What the exercise asks:
In the post about the Luton band, where did the group's name come from?

Source document:
I've never seen anything on the web about this bizarre band, so thought I'd post what little I've gleaned about them here. Consisting of of Mick Kerensky (aka Mick Wright, guitar, violin), Paul Jolly (sax), Jack O'Neill (bass) and the late Al Chambers (drums), they formed in Luton in 1969. Their disquieting music set despondent lyrics ("every day is a drag" claims the frantic opener to their sole LP) to heavy, jazzy rock that Kerensky describes on the back cover as 'stock rock', owing to his admiration for Stockhausen. Their weird name, incidentally, was drawn from a term for a carbonate of magnesia that occurs in China. They were decent players, but their music contains lots of dissonance and bum notes, as well as aggressively tuneless singing. They clearly didn't much care about record sales, which is just as well.

Entries:
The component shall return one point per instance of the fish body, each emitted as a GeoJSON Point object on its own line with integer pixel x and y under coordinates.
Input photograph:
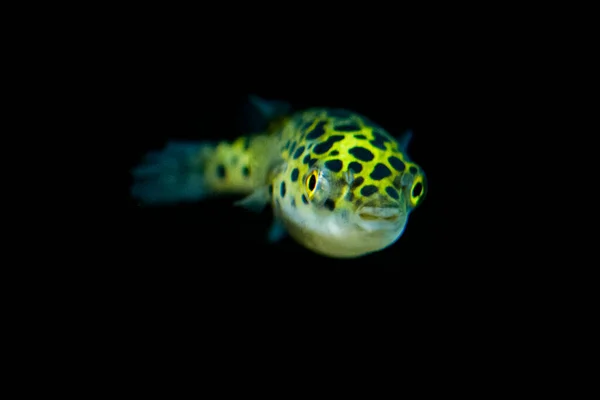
{"type": "Point", "coordinates": [338, 183]}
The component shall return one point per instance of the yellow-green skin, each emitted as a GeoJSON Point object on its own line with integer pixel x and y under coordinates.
{"type": "Point", "coordinates": [341, 185]}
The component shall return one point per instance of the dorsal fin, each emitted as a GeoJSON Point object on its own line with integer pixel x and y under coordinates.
{"type": "Point", "coordinates": [259, 114]}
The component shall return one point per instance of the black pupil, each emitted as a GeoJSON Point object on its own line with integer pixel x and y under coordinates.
{"type": "Point", "coordinates": [312, 182]}
{"type": "Point", "coordinates": [417, 189]}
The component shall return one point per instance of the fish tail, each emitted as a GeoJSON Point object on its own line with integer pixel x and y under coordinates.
{"type": "Point", "coordinates": [192, 171]}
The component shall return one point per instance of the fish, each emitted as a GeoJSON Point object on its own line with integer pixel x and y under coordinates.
{"type": "Point", "coordinates": [338, 183]}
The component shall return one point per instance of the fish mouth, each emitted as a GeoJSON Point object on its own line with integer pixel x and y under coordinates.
{"type": "Point", "coordinates": [388, 214]}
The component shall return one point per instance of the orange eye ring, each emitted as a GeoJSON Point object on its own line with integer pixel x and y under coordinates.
{"type": "Point", "coordinates": [417, 191]}
{"type": "Point", "coordinates": [311, 183]}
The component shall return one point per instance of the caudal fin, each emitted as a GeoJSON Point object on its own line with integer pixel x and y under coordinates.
{"type": "Point", "coordinates": [173, 174]}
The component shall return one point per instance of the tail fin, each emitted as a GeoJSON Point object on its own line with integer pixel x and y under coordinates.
{"type": "Point", "coordinates": [192, 171]}
{"type": "Point", "coordinates": [173, 174]}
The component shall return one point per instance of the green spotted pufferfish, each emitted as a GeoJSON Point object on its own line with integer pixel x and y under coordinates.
{"type": "Point", "coordinates": [338, 183]}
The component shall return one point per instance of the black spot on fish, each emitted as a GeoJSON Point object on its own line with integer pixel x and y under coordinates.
{"type": "Point", "coordinates": [317, 132]}
{"type": "Point", "coordinates": [339, 113]}
{"type": "Point", "coordinates": [294, 175]}
{"type": "Point", "coordinates": [221, 171]}
{"type": "Point", "coordinates": [396, 163]}
{"type": "Point", "coordinates": [327, 145]}
{"type": "Point", "coordinates": [368, 190]}
{"type": "Point", "coordinates": [282, 189]}
{"type": "Point", "coordinates": [355, 166]}
{"type": "Point", "coordinates": [379, 140]}
{"type": "Point", "coordinates": [334, 165]}
{"type": "Point", "coordinates": [306, 125]}
{"type": "Point", "coordinates": [330, 204]}
{"type": "Point", "coordinates": [298, 152]}
{"type": "Point", "coordinates": [392, 192]}
{"type": "Point", "coordinates": [351, 127]}
{"type": "Point", "coordinates": [418, 189]}
{"type": "Point", "coordinates": [357, 182]}
{"type": "Point", "coordinates": [361, 153]}
{"type": "Point", "coordinates": [380, 171]}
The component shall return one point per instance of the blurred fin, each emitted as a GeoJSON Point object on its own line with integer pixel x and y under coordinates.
{"type": "Point", "coordinates": [277, 231]}
{"type": "Point", "coordinates": [404, 140]}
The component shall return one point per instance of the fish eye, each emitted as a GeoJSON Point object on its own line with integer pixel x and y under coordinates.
{"type": "Point", "coordinates": [417, 191]}
{"type": "Point", "coordinates": [311, 183]}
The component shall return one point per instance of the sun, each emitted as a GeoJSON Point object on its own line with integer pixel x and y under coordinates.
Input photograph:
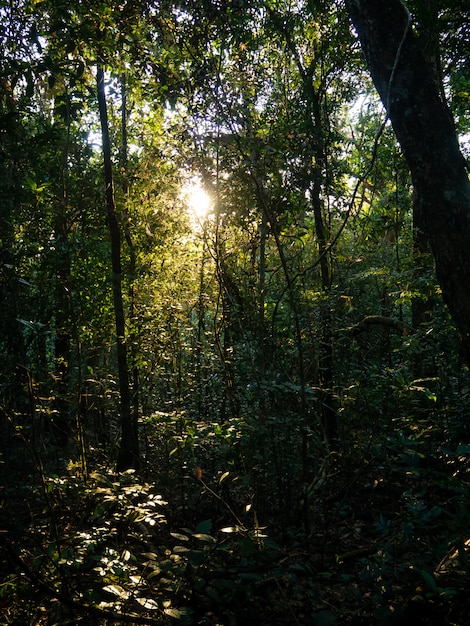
{"type": "Point", "coordinates": [198, 201]}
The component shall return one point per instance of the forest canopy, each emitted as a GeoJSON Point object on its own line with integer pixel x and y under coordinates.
{"type": "Point", "coordinates": [235, 327]}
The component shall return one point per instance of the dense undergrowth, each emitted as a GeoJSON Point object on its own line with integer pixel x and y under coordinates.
{"type": "Point", "coordinates": [214, 530]}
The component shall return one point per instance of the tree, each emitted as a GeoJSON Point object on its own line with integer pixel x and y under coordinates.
{"type": "Point", "coordinates": [128, 456]}
{"type": "Point", "coordinates": [426, 132]}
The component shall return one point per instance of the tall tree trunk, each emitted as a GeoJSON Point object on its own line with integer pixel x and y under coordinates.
{"type": "Point", "coordinates": [128, 456]}
{"type": "Point", "coordinates": [424, 127]}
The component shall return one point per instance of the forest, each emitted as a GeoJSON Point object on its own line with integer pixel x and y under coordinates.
{"type": "Point", "coordinates": [235, 312]}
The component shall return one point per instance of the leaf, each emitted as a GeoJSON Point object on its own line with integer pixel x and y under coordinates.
{"type": "Point", "coordinates": [116, 590]}
{"type": "Point", "coordinates": [204, 537]}
{"type": "Point", "coordinates": [223, 477]}
{"type": "Point", "coordinates": [428, 580]}
{"type": "Point", "coordinates": [230, 529]}
{"type": "Point", "coordinates": [204, 527]}
{"type": "Point", "coordinates": [148, 603]}
{"type": "Point", "coordinates": [323, 618]}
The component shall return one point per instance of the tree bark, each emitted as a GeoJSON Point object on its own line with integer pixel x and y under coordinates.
{"type": "Point", "coordinates": [128, 455]}
{"type": "Point", "coordinates": [425, 130]}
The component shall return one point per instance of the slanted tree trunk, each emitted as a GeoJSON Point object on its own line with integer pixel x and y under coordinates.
{"type": "Point", "coordinates": [128, 456]}
{"type": "Point", "coordinates": [425, 130]}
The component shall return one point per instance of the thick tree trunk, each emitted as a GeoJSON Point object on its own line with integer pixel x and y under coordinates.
{"type": "Point", "coordinates": [128, 456]}
{"type": "Point", "coordinates": [424, 127]}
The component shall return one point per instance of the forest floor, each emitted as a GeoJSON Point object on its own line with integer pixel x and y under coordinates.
{"type": "Point", "coordinates": [381, 537]}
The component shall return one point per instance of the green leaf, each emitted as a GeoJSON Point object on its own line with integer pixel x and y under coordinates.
{"type": "Point", "coordinates": [230, 529]}
{"type": "Point", "coordinates": [428, 580]}
{"type": "Point", "coordinates": [204, 527]}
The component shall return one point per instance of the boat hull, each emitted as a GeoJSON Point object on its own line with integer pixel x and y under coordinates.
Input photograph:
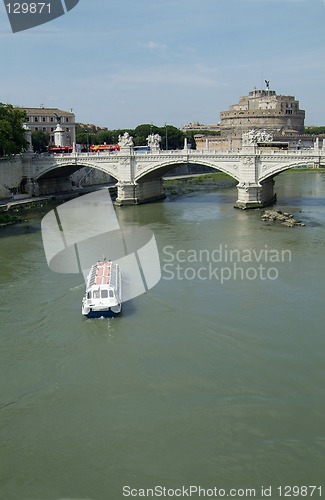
{"type": "Point", "coordinates": [105, 313]}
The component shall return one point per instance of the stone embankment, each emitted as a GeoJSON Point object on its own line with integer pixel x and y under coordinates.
{"type": "Point", "coordinates": [284, 217]}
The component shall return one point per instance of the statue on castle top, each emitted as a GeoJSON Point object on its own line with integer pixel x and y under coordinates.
{"type": "Point", "coordinates": [58, 118]}
{"type": "Point", "coordinates": [153, 141]}
{"type": "Point", "coordinates": [125, 140]}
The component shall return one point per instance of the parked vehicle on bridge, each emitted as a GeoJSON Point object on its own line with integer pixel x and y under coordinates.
{"type": "Point", "coordinates": [110, 148]}
{"type": "Point", "coordinates": [61, 149]}
{"type": "Point", "coordinates": [103, 296]}
{"type": "Point", "coordinates": [141, 149]}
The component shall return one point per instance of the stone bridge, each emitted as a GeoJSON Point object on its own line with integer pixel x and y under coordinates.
{"type": "Point", "coordinates": [139, 176]}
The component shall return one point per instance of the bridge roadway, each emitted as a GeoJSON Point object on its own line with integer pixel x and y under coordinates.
{"type": "Point", "coordinates": [139, 176]}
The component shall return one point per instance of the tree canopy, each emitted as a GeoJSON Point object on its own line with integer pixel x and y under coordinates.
{"type": "Point", "coordinates": [12, 134]}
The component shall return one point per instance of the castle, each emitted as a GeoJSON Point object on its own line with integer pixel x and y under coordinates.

Full solution:
A term for a carbonate of magnesia that occurs in China.